**Data records:**
= = = =

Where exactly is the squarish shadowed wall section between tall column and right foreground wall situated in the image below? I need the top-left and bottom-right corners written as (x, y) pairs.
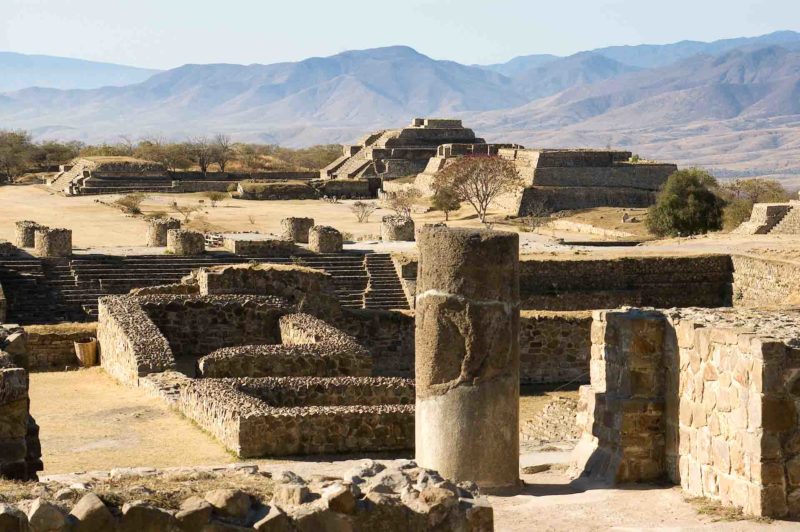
top-left (519, 311), bottom-right (592, 384)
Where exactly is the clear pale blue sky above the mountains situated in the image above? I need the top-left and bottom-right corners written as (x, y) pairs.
top-left (0, 0), bottom-right (800, 68)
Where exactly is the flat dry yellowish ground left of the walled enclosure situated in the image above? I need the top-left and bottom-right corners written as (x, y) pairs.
top-left (30, 368), bottom-right (235, 474)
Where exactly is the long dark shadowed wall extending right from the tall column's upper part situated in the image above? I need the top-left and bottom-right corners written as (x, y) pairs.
top-left (520, 255), bottom-right (733, 310)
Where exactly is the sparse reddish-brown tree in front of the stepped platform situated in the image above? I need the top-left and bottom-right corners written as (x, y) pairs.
top-left (433, 156), bottom-right (523, 223)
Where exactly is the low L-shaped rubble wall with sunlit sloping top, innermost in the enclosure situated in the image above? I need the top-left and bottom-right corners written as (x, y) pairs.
top-left (198, 314), bottom-right (372, 378)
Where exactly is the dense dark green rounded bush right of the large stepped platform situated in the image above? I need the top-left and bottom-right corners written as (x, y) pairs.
top-left (647, 168), bottom-right (725, 236)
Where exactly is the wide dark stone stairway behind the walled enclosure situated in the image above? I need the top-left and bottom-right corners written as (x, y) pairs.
top-left (0, 252), bottom-right (408, 324)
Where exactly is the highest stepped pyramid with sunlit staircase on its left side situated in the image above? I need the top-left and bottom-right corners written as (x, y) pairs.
top-left (320, 118), bottom-right (485, 180)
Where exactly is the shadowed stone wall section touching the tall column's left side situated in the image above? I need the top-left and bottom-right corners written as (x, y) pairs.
top-left (335, 309), bottom-right (414, 377)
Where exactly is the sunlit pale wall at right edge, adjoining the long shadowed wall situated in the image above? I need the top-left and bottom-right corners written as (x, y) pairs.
top-left (731, 255), bottom-right (800, 307)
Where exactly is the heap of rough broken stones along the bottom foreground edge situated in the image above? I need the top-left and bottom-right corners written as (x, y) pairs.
top-left (0, 460), bottom-right (494, 532)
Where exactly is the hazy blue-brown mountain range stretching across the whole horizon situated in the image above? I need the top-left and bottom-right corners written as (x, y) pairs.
top-left (0, 31), bottom-right (800, 185)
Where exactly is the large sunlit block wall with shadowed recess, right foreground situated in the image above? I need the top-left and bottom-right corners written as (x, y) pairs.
top-left (576, 309), bottom-right (800, 518)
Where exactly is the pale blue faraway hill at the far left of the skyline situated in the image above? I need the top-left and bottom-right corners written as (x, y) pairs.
top-left (0, 52), bottom-right (158, 92)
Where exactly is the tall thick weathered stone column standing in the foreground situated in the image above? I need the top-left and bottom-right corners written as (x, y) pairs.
top-left (416, 226), bottom-right (519, 492)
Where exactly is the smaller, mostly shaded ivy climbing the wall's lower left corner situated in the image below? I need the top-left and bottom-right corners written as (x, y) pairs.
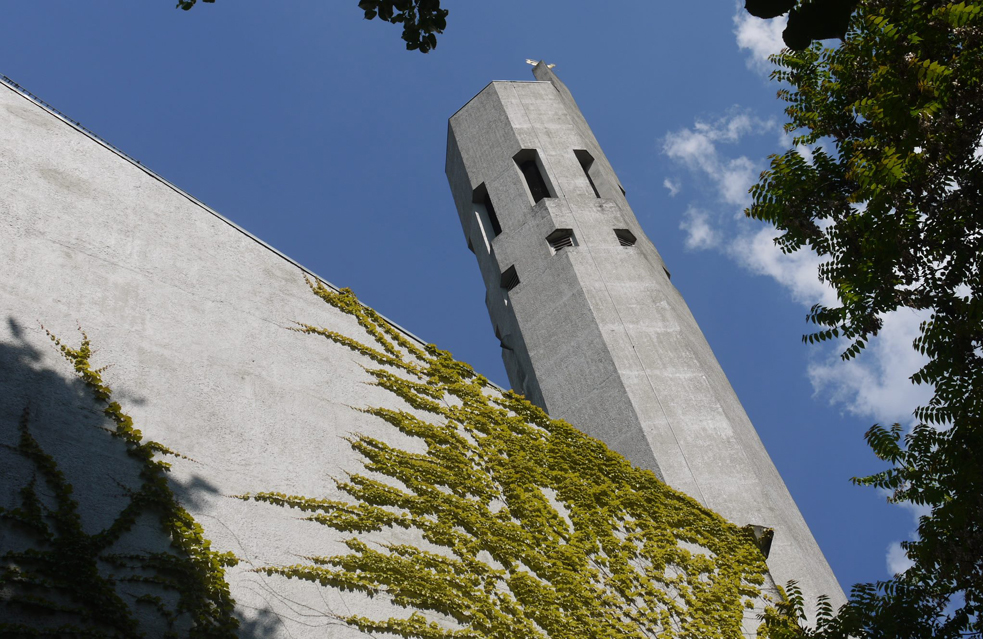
top-left (0, 333), bottom-right (238, 638)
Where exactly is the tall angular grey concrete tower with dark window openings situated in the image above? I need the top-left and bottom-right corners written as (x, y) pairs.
top-left (446, 62), bottom-right (845, 616)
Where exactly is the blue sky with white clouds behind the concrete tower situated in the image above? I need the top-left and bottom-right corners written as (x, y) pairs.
top-left (0, 0), bottom-right (925, 588)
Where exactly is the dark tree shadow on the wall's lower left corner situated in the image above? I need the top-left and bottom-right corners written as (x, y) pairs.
top-left (0, 318), bottom-right (277, 637)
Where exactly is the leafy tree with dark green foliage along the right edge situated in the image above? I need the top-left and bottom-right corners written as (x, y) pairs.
top-left (747, 0), bottom-right (983, 637)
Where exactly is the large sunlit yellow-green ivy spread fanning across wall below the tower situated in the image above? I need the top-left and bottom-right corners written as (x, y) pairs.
top-left (242, 282), bottom-right (766, 639)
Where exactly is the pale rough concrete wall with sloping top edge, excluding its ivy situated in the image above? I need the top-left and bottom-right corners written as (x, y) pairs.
top-left (0, 77), bottom-right (442, 638)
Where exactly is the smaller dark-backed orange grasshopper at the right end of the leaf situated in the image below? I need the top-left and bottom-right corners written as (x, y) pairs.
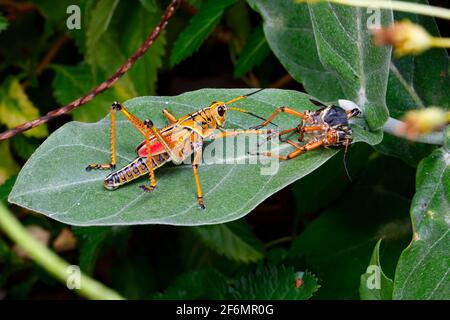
top-left (251, 100), bottom-right (361, 160)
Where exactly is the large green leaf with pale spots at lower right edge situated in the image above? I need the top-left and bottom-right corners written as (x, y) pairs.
top-left (393, 129), bottom-right (450, 299)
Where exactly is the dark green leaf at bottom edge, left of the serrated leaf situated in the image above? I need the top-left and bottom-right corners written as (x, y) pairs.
top-left (152, 268), bottom-right (228, 300)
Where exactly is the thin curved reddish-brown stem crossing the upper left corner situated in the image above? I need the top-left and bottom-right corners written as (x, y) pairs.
top-left (0, 0), bottom-right (182, 141)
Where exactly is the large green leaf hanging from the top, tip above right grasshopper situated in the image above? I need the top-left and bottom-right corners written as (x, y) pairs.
top-left (248, 0), bottom-right (393, 129)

= = = =

Leaving the pictures out, output all of the listing exactly.

Where exactly is the squarish shadowed wall section between tall column and right foreground wall situated in the image below? I need the top-left and bottom-right corners written as (x, y) pairs.
top-left (519, 311), bottom-right (592, 384)
Where exactly is the clear pale blue sky above the mountains situated in the image above? I need the top-left and bottom-right corners written as (x, y) pairs.
top-left (0, 0), bottom-right (800, 68)
Where exactly is the flat dry yellowish ground left of the walled enclosure situated in the image above? I need the top-left and bottom-right corners written as (x, y) pairs.
top-left (30, 368), bottom-right (235, 474)
Where exactly is the long dark shadowed wall extending right from the tall column's upper part situated in the image above? I need the top-left and bottom-right corners written as (x, y) pairs.
top-left (520, 255), bottom-right (733, 310)
Where exactly is the sparse reddish-brown tree in front of the stepped platform situated in the image above? I need the top-left and bottom-right corners written as (x, y) pairs.
top-left (433, 156), bottom-right (523, 223)
Where exactly is the low L-shaped rubble wall with sunlit sloping top, innermost in the enclosure situated in the image above? I need the top-left and bottom-right corners written as (x, y) pairs.
top-left (198, 314), bottom-right (372, 378)
Where exactly is the dense dark green rounded bush right of the large stepped platform situated in the image above? I need the top-left and bottom-right corners written as (x, y) pairs.
top-left (647, 168), bottom-right (725, 236)
Where exactly is the wide dark stone stairway behind the walled enclosure situated in the image above? I need the top-left and bottom-right corners written as (x, y) pairs.
top-left (0, 252), bottom-right (408, 324)
Where exactly is the highest stepped pyramid with sunlit staircase on its left side situated in the image above? I need the top-left and bottom-right corners written as (x, y) pairs.
top-left (320, 118), bottom-right (485, 180)
Where exactly is the shadowed stone wall section touching the tall column's left side situated in the image above? I need the top-left and bottom-right corners written as (x, y) pairs.
top-left (335, 309), bottom-right (414, 377)
Where exactly is the sunlit pale wall at right edge, adjoining the long shadowed wall situated in the image above? I need the top-left and bottom-right corners written as (x, y) pairs.
top-left (731, 255), bottom-right (800, 307)
Where exactly is the heap of rough broken stones along the bottom foreground edge situated in the image above? I need the top-left and bottom-right corners written as (x, y) pairs.
top-left (0, 460), bottom-right (494, 532)
Where exactly is the hazy blue-brown mountain range stretching across the whole horizon situated in the image above? I need the top-left and bottom-right corners written as (x, y) pairs.
top-left (0, 31), bottom-right (800, 185)
Where exactly is the large sunlit block wall with shadowed recess, right foreground situated in the image above? I need the top-left and bottom-right corners written as (x, y) pairs.
top-left (576, 309), bottom-right (800, 518)
Where exactly is the pale blue faraway hill at the far left of the skyline situated in the image above? I need the top-left and bottom-right corners written as (x, y) pairs.
top-left (0, 52), bottom-right (158, 92)
Where exactly is the tall thick weathered stone column standing in the foreground situated in the image above? I need the top-left and bottom-right corners written as (x, y) pairs.
top-left (416, 226), bottom-right (519, 492)
Where exactly is the smaller, mostly shaded ivy climbing the wall's lower left corner situated in the image below? I need the top-left and bottom-right corners written as (x, y) pairs.
top-left (0, 333), bottom-right (238, 638)
Where exactly is the tall angular grey concrete tower with dark window openings situated in the image above? I need the top-left and bottom-right corners written as (x, y) pairs.
top-left (446, 62), bottom-right (845, 616)
Where exactly is the blue sky with white clouds behind the concrete tower situated in the image above? I need the top-left and bottom-right corners written as (x, y) pairs.
top-left (0, 0), bottom-right (925, 588)
Where exactly is the dark tree shadow on the wall's lower left corner situated in the image above? I need the top-left and bottom-right corners written as (x, y) pairs.
top-left (0, 318), bottom-right (277, 637)
Where exactly is the leafy tree with dark green foliage along the right edge situated in the image above? I need the top-left and bottom-right corners written as (x, y) pairs.
top-left (747, 0), bottom-right (983, 637)
Where exactly is the large sunlit yellow-green ivy spread fanning across wall below the tower situated in the image above? I need the top-left and bottom-right corners written as (x, y) pairs.
top-left (242, 282), bottom-right (766, 639)
Where exactly is the pale rough concrete wall with sloping top edge, excluding its ivy situated in the image above? I need the top-left and bottom-right corners written as (x, y) pairs.
top-left (0, 77), bottom-right (442, 638)
Where exactly is the smaller dark-backed orange grasshopper at the right end of the leaf situated in the image below? I need the top-left and bottom-right corners written as (x, y) pairs.
top-left (251, 100), bottom-right (361, 160)
Where exactly is the large green leaf with pale spots at lower right edge situated in the image above? I need the top-left and bottom-right corners written as (x, y) pairs.
top-left (393, 129), bottom-right (450, 299)
Where exactly is the dark green leaf at bottom edge, left of the serrated leaf situated in the image above? I need the top-left and bottom-right corners written as (x, y) pairs.
top-left (152, 268), bottom-right (228, 300)
Where exactly is the thin curved reddish-brown stem crossing the upper left corner situated in the image above? I need the top-left and bottom-right corners written as (x, y) pairs.
top-left (0, 0), bottom-right (182, 141)
Where exactly is the large green leaf hanging from the top, tip above right grasshopper situated in the image above? I need the top-left and bottom-right corners written as (x, y) pairs.
top-left (248, 0), bottom-right (393, 129)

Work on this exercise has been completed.